Stored data:
------------------------

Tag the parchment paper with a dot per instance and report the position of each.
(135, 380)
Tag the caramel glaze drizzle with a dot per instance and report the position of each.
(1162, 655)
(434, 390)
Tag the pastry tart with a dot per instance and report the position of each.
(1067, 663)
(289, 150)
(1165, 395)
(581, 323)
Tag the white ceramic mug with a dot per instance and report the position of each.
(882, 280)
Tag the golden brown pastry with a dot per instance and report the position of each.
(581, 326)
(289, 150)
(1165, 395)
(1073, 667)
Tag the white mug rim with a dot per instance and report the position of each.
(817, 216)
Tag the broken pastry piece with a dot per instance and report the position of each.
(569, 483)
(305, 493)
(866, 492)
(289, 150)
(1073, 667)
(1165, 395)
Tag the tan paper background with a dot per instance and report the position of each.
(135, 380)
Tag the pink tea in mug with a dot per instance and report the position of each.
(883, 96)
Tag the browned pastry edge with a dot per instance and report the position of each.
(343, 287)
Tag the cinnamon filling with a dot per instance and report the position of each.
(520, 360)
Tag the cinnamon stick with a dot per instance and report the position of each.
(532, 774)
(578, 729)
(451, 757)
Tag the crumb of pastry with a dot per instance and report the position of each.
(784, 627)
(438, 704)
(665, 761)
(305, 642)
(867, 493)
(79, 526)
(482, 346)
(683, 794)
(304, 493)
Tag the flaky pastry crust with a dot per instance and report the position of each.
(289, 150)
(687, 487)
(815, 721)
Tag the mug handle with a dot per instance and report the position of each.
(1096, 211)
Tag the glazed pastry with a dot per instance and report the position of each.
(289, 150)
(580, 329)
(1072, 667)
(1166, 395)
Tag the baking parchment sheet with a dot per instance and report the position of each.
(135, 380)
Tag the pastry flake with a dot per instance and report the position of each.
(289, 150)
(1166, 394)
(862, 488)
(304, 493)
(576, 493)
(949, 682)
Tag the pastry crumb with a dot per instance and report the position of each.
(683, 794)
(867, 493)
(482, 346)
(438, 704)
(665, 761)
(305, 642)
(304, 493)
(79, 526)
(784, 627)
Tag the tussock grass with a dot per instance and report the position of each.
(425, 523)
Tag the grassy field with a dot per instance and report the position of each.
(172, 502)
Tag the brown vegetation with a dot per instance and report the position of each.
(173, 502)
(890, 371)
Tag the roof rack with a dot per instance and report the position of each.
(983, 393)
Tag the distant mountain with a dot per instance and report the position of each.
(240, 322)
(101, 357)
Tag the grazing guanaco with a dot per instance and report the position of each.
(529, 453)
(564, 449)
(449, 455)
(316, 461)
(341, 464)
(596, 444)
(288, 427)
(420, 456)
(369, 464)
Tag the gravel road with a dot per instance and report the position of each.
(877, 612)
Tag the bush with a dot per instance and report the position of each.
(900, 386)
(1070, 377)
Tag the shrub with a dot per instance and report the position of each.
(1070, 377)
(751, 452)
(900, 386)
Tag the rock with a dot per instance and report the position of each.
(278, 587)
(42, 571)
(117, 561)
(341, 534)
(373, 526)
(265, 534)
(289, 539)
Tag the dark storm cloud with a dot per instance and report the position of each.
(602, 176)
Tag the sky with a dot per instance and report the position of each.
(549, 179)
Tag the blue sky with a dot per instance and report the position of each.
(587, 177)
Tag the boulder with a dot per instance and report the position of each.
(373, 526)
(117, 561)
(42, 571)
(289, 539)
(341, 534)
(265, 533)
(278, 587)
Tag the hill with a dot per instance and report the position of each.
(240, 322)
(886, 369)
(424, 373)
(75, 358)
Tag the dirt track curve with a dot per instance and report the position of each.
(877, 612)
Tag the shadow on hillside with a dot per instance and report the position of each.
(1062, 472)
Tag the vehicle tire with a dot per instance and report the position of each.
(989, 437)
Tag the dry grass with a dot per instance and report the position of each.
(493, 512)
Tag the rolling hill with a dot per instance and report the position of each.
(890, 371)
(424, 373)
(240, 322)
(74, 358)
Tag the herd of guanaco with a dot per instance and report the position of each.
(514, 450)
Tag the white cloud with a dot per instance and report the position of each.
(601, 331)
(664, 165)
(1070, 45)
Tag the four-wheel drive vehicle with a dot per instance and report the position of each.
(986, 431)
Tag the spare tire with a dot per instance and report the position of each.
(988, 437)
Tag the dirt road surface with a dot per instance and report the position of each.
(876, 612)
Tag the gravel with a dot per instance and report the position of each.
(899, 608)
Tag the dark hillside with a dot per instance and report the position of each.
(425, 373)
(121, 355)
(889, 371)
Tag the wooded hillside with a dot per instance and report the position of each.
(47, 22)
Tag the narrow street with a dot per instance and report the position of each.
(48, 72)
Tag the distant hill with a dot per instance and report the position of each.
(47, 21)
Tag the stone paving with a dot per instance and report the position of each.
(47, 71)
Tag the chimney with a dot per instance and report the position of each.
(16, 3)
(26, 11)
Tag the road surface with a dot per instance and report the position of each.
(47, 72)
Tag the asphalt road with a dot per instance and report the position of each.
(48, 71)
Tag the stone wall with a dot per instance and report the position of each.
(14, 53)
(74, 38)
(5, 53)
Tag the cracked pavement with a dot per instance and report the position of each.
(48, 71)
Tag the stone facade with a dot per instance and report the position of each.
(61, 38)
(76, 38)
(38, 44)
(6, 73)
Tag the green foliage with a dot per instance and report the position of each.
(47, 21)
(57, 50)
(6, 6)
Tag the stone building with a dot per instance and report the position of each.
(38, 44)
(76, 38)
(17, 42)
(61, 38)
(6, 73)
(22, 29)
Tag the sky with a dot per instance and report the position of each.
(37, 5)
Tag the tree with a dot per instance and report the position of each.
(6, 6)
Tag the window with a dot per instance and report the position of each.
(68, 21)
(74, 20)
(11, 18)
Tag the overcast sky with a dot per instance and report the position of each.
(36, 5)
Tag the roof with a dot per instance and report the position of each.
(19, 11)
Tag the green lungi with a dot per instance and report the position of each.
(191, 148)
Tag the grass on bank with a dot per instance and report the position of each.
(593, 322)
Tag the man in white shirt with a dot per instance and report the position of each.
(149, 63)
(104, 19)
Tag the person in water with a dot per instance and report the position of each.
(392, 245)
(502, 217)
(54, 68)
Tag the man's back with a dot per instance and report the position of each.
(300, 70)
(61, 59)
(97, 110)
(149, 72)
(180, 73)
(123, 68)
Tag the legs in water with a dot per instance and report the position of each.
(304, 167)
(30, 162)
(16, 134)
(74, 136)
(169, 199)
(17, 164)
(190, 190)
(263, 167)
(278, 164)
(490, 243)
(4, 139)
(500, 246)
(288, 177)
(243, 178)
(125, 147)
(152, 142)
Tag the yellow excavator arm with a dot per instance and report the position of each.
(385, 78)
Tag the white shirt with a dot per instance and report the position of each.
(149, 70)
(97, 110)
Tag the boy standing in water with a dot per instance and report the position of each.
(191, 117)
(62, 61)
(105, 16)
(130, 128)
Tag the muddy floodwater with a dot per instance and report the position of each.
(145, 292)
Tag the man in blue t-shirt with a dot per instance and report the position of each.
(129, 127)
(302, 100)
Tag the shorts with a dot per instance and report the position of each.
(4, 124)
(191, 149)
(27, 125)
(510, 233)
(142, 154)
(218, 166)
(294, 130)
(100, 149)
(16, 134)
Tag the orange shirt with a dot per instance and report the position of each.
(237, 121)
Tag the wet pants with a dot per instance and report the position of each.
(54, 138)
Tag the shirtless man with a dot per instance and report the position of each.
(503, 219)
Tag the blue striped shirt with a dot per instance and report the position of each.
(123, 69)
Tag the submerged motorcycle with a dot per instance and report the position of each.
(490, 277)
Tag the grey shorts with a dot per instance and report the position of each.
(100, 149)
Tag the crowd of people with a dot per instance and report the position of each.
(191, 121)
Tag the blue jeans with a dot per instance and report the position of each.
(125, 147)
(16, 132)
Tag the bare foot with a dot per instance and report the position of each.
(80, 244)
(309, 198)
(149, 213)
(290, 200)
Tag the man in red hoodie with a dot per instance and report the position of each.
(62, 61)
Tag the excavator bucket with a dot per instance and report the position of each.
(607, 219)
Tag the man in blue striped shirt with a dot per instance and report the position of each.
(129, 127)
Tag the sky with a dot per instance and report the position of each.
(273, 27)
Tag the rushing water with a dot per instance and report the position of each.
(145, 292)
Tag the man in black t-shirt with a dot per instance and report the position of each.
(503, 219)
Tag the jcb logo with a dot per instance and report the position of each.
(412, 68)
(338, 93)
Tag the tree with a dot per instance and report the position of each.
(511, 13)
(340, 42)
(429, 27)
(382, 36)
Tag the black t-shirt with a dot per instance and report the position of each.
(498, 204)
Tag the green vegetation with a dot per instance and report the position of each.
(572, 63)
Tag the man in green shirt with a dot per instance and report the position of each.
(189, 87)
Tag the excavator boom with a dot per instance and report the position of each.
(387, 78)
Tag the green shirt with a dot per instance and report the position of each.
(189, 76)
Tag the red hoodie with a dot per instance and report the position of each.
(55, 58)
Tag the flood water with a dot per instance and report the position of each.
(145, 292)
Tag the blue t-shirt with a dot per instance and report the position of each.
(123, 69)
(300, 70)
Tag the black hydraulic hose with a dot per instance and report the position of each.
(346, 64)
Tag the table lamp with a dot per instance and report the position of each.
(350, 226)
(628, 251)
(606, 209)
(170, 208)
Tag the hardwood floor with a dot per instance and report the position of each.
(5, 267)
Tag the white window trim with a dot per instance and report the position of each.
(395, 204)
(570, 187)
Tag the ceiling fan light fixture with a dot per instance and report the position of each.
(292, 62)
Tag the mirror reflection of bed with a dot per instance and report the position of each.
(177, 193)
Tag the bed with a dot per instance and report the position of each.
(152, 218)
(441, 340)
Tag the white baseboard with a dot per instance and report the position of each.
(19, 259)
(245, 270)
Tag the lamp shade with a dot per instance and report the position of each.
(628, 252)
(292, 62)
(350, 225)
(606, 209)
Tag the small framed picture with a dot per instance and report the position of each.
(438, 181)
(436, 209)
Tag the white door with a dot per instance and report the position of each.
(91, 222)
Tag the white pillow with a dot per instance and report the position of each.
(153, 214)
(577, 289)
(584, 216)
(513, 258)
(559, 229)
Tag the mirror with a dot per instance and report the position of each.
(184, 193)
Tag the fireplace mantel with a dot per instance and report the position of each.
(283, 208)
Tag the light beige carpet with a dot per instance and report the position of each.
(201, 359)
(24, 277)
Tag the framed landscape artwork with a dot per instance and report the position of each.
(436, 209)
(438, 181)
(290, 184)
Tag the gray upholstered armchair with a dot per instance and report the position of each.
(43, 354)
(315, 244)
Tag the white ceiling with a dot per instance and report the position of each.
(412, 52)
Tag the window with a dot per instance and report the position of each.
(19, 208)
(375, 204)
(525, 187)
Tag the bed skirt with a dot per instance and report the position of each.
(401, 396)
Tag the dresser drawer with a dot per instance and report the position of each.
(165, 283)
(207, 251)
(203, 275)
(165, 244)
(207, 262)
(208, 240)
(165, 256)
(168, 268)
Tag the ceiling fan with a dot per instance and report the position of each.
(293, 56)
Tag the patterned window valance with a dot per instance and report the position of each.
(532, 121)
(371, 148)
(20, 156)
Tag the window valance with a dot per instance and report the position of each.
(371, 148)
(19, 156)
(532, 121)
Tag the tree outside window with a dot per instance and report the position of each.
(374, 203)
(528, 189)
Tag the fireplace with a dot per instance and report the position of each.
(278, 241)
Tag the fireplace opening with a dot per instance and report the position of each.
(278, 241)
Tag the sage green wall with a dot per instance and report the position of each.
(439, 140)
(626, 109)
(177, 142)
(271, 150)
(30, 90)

------------------------

STATED PROBLEM =
Turn the stretch of the records from their first line through the line containing "(1166, 395)" into a Markdown table, with a Row column numbering each line and a Line column holding its text. Leave out blank lines.

ANSWER BELOW =
| Row | Line |
|---|---|
| 1 | Tag the parchment paper with a dot per instance and report the position of each. |
| 2 | (135, 380) |
| 3 | Tag the caramel glaze drizzle with a dot per instance and report the position of each. |
| 4 | (1162, 655) |
| 5 | (434, 390) |
| 6 | Tag the pastry tart with a dot per instance and report the position of each. |
| 7 | (1067, 663) |
| 8 | (289, 150) |
| 9 | (1165, 395) |
| 10 | (581, 323) |
| 11 | Tag the white ceramic mug with a dot per instance and report the position of each. |
| 12 | (882, 280) |
| 13 | Tag the golden brown pastry with a dot per instance and report the position of each. |
| 14 | (581, 326) |
| 15 | (289, 150) |
| 16 | (1165, 395) |
| 17 | (1073, 667) |
| 18 | Tag the white mug rim with a dot per instance and report the position of each. |
| 19 | (817, 216) |
| 20 | Tag the broken pastry piece with a dot per instance and report the position of each. |
| 21 | (569, 483) |
| 22 | (305, 493) |
| 23 | (866, 492) |
| 24 | (289, 150) |
| 25 | (1073, 667) |
| 26 | (1165, 395) |
| 27 | Tag the tan paper background with a dot per instance and report the position of each. |
| 28 | (135, 380) |
| 29 | Tag the pink tea in mug with a dot per instance and report the position of each. |
| 30 | (883, 96) |
| 31 | Tag the browned pastry edge with a dot per instance and report the position of each. |
| 32 | (343, 287) |
| 33 | Tag the cinnamon filling with a dot per instance and report the position of each. |
| 34 | (520, 360) |
| 35 | Tag the cinnamon stick with a dot per instance and report the position of each. |
| 36 | (532, 774) |
| 37 | (578, 729) |
| 38 | (451, 757) |
| 39 | Tag the crumb of pastry with a dot per instance and report the position of each. |
| 40 | (784, 627) |
| 41 | (438, 704) |
| 42 | (665, 761) |
| 43 | (305, 642) |
| 44 | (867, 493) |
| 45 | (79, 526) |
| 46 | (482, 346) |
| 47 | (683, 794) |
| 48 | (304, 493) |
| 49 | Tag the flaky pastry crust with a dot per instance and report the position of each. |
| 50 | (289, 150) |
| 51 | (687, 487) |
| 52 | (815, 721) |
| 53 | Tag the mug handle with a dot per instance and report the position of each. |
| 54 | (1096, 211) |
| 55 | Tag the glazed pastry with a dot per instance and report the position of each. |
| 56 | (289, 150) |
| 57 | (580, 329) |
| 58 | (1072, 667) |
| 59 | (1166, 395) |